[BEGIN PROVIDED PASSAGE]
Venezuelans fleeing the country’s economic collapse are crowding into makeshift camps in Brazil, Colombia, Ecuador. 

Brazil Forces Sent to Venezuela Border After Migrant Clashes
Demonstrators carry flags and march during a pro-government rally in support of Venezuelan President Nicolas Maduro, outside the Miraflores Palace in Caracas, Venezuela. (Photographer: Carlos Becerra/Bloomberg)

(Bloomberg) -- Brazil will send additional forces to a city on the Venezuelan border after a revenge attack on migrants that followed the alleged robbery and assault of a business owner.

President Michel Temer decided to send 120 more troops from the National Force to remote Roraima, the country’s least-populous state, after meeting with cabinet ministers on Sunday, according to the presidency’s press office.

The decision came after tension erupted in the city of Pacaraima on Saturday. Four Venezuelans allegedly robbed and beat a store owner, according to media reports, prompting local residents to demonstrate against Venezuelans and destroy camps where some of them are living in the city.
[END PROVIDED PASSAGE]
[BEGIN GIVEN DATA]
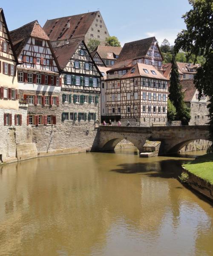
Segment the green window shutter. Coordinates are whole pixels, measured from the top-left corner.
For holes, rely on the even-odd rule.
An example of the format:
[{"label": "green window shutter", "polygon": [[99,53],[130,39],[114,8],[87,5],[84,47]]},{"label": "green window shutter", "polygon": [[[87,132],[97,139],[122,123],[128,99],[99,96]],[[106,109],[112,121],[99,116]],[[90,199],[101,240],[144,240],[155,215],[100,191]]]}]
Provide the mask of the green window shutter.
[{"label": "green window shutter", "polygon": [[66,81],[67,81],[67,78],[66,78],[66,75],[64,75],[64,84],[66,84]]},{"label": "green window shutter", "polygon": [[73,95],[73,102],[74,103],[76,103],[76,95],[75,94]]},{"label": "green window shutter", "polygon": [[72,94],[69,94],[69,102],[72,103]]},{"label": "green window shutter", "polygon": [[96,104],[98,103],[98,95],[95,95],[95,103]]}]

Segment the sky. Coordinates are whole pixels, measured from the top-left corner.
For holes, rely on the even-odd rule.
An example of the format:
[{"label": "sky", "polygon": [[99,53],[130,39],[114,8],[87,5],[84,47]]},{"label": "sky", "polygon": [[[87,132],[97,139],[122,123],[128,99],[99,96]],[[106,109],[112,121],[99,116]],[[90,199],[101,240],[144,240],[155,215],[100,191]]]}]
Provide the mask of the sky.
[{"label": "sky", "polygon": [[[1,5],[1,6],[0,6]],[[188,0],[11,0],[1,1],[9,30],[37,20],[47,19],[99,10],[110,35],[125,43],[155,36],[174,43],[185,28],[182,15],[191,7]]]}]

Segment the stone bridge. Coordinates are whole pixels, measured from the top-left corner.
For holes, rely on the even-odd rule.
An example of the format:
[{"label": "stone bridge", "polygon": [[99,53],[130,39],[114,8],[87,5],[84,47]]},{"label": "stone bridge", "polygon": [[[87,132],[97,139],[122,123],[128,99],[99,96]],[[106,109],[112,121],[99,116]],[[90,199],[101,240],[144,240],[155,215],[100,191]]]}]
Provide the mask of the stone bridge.
[{"label": "stone bridge", "polygon": [[209,140],[208,125],[181,126],[100,127],[98,149],[112,150],[124,139],[132,143],[140,152],[146,140],[161,141],[159,154],[177,153],[183,147],[196,140]]}]

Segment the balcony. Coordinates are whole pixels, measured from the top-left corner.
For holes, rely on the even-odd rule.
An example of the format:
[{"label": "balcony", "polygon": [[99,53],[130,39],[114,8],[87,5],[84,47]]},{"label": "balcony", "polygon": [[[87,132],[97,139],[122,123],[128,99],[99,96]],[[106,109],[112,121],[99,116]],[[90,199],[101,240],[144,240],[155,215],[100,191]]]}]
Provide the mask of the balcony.
[{"label": "balcony", "polygon": [[124,76],[124,74],[113,74],[109,75],[107,74],[106,75],[106,79],[115,79],[116,78],[120,78]]}]

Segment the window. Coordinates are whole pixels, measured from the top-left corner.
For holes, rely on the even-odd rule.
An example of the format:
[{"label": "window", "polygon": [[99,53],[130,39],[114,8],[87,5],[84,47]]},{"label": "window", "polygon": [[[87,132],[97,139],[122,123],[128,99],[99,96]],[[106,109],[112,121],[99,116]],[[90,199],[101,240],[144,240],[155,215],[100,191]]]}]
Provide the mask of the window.
[{"label": "window", "polygon": [[89,77],[85,77],[85,86],[89,86]]},{"label": "window", "polygon": [[66,83],[67,84],[71,84],[71,76],[70,75],[67,75],[66,76]]},{"label": "window", "polygon": [[76,85],[80,85],[80,76],[76,76],[75,77],[76,81]]},{"label": "window", "polygon": [[12,89],[11,90],[11,99],[15,99],[15,90]]},{"label": "window", "polygon": [[41,105],[42,96],[41,95],[37,96],[37,104]]},{"label": "window", "polygon": [[4,88],[4,98],[7,99],[7,88]]},{"label": "window", "polygon": [[32,73],[27,73],[27,81],[28,83],[32,83]]},{"label": "window", "polygon": [[4,73],[7,75],[8,74],[8,64],[6,62],[4,62]]},{"label": "window", "polygon": [[23,82],[23,72],[18,72],[18,82]]},{"label": "window", "polygon": [[37,75],[36,83],[39,84],[41,83],[41,75]]},{"label": "window", "polygon": [[88,102],[88,96],[87,95],[84,96],[84,102],[85,103],[87,103]]},{"label": "window", "polygon": [[93,78],[93,86],[97,87],[97,79]]},{"label": "window", "polygon": [[33,95],[28,95],[28,104],[30,105],[34,104],[34,97]]},{"label": "window", "polygon": [[42,46],[42,40],[35,39],[35,44],[39,46]]}]

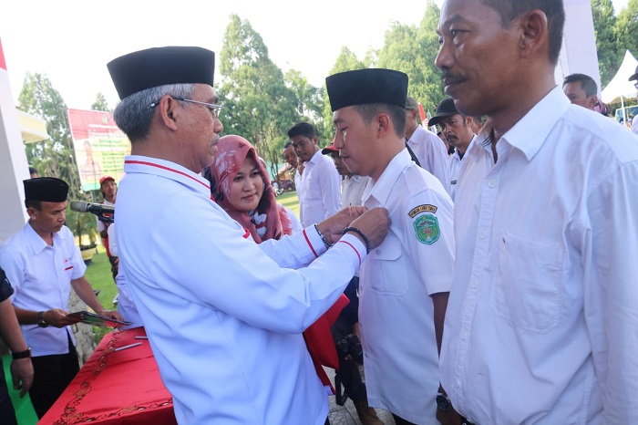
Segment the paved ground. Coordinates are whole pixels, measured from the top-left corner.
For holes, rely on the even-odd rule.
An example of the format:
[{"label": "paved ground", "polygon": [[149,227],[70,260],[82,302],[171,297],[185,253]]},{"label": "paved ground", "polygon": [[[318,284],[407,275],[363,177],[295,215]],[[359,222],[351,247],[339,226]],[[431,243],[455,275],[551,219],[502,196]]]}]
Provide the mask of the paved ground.
[{"label": "paved ground", "polygon": [[[330,377],[330,381],[334,385],[334,370],[329,368],[324,368],[325,373]],[[363,368],[360,368],[363,376]],[[376,409],[376,414],[383,420],[385,425],[395,425],[395,420],[392,419],[392,413],[387,410]],[[334,401],[334,396],[330,397],[330,425],[361,425],[359,417],[356,416],[355,404],[350,399],[343,406],[339,406]]]}]

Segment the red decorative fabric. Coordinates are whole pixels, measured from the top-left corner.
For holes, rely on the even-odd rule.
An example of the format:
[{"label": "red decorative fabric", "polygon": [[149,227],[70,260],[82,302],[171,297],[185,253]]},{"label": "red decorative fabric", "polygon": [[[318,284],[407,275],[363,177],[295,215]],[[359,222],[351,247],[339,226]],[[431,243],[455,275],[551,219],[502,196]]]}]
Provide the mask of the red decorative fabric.
[{"label": "red decorative fabric", "polygon": [[146,337],[144,328],[107,334],[38,424],[177,425],[149,340],[135,337]]}]

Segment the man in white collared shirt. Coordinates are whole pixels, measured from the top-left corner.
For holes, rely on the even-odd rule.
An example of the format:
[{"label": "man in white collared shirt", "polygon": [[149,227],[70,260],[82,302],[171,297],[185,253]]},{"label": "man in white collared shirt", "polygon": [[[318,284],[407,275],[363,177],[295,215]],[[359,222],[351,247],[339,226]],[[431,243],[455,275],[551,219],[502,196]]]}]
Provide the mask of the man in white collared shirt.
[{"label": "man in white collared shirt", "polygon": [[454,153],[448,160],[448,171],[449,174],[449,196],[454,201],[458,183],[458,171],[465,152],[469,149],[476,139],[473,131],[474,118],[465,117],[458,113],[454,106],[452,98],[444,98],[437,107],[437,115],[427,122],[428,126],[438,124],[441,133],[448,142],[454,146]]},{"label": "man in white collared shirt", "polygon": [[406,143],[418,160],[418,165],[438,179],[446,191],[449,191],[446,145],[419,121],[418,103],[408,96],[406,98]]},{"label": "man in white collared shirt", "polygon": [[452,200],[406,149],[406,74],[360,69],[325,82],[334,147],[350,171],[370,177],[364,205],[386,207],[391,220],[359,280],[368,404],[390,410],[399,425],[437,425],[438,348],[454,270]]},{"label": "man in white collared shirt", "polygon": [[446,92],[489,118],[457,189],[441,349],[474,423],[638,421],[638,138],[557,87],[562,3],[441,9]]},{"label": "man in white collared shirt", "polygon": [[15,290],[11,300],[31,347],[35,376],[29,396],[42,418],[79,370],[70,328],[77,320],[67,317],[71,287],[98,315],[122,316],[104,309],[84,276],[87,266],[64,225],[68,185],[53,177],[24,184],[29,221],[0,249],[0,265]]},{"label": "man in white collared shirt", "polygon": [[341,210],[341,177],[330,159],[322,155],[314,126],[298,122],[288,130],[288,137],[304,163],[297,196],[299,219],[307,227]]}]

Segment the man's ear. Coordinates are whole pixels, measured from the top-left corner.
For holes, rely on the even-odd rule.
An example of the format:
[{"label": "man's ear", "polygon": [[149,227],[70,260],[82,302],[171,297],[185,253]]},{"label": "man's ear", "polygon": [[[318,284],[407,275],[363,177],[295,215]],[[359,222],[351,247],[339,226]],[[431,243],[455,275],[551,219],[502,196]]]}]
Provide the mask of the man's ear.
[{"label": "man's ear", "polygon": [[178,130],[179,126],[177,121],[181,112],[181,109],[177,108],[177,100],[169,95],[165,95],[161,100],[160,100],[158,106],[155,107],[158,109],[156,113],[160,115],[160,119],[161,119],[161,122],[172,130]]},{"label": "man's ear", "polygon": [[524,14],[520,19],[522,28],[520,46],[521,57],[530,57],[543,48],[549,52],[550,38],[545,13],[534,9]]}]

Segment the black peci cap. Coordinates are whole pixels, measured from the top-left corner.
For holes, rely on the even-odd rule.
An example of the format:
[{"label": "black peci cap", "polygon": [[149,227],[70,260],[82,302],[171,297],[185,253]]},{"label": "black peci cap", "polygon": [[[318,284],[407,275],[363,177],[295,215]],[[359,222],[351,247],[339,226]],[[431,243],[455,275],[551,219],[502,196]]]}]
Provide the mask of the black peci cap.
[{"label": "black peci cap", "polygon": [[407,75],[393,69],[369,68],[341,72],[325,78],[333,112],[367,103],[406,107]]},{"label": "black peci cap", "polygon": [[192,47],[152,47],[117,57],[107,67],[119,98],[123,99],[167,84],[212,86],[215,53]]},{"label": "black peci cap", "polygon": [[55,177],[36,177],[23,181],[25,199],[46,202],[64,202],[68,195],[67,181]]}]

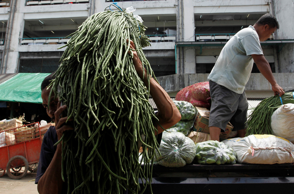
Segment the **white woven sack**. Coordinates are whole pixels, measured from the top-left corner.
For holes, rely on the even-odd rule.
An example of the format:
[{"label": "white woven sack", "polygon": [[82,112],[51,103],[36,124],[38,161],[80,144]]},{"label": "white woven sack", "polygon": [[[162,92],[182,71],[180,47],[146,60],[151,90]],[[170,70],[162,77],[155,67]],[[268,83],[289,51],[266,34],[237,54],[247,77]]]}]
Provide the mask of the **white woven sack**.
[END GIVEN DATA]
» PROBLEM SET
[a] Could you repeat the stretch of the Venezuela border article from "Brazil Forces Sent" through "presidency’s press office."?
[b] Can you pick up the article on Brazil sending forces to the Venezuelan border and keep writing it after its last sentence?

» RESPONSES PER TASK
[a]
Brazil Forces Sent to Venezuela Border After Migrant Clashes
Demonstrators carry flags and march during a pro-government rally in support of Venezuelan President Nicolas Maduro, outside the Miraflores Palace in Caracas, Venezuela. (Photographer: Carlos Becerra/Bloomberg)

(Bloomberg) -- Brazil will send additional forces to a city on the Venezuelan border after a revenge attack on migrants that followed the alleged robbery and assault of a business owner.

President Michel Temer decided to send 120 more troops from the National Force to remote Roraima, the country’s least-populous state, after meeting with cabinet ministers on Sunday, according to the presidency’s press office.

[b]
Brazil Forces Sent to Venezuela Border After Migrant Clashes

About 1,200 Venezuelans left Brazil after the clashes on Saturday, according to Brazil military information cited by O Estado de S. Paulo.

Hundreds of thousands of Venezuelans fleeing the country’s economic collapse are crowding into cities and makeshift camps in Brazil, Colombia, Ecuador and throughout the region, the largest mass emigration in modern Latin American history.

To contact the reporter on this story: Danielle Chaves in Sao Paulo at djelmayer@bloomberg.net

To contact the editors responsible for this story: Raymond Colitt at rcolitt@bloomberg.net, Bernard Kohn, Ros Krasny

©2018 Bloomberg L.P.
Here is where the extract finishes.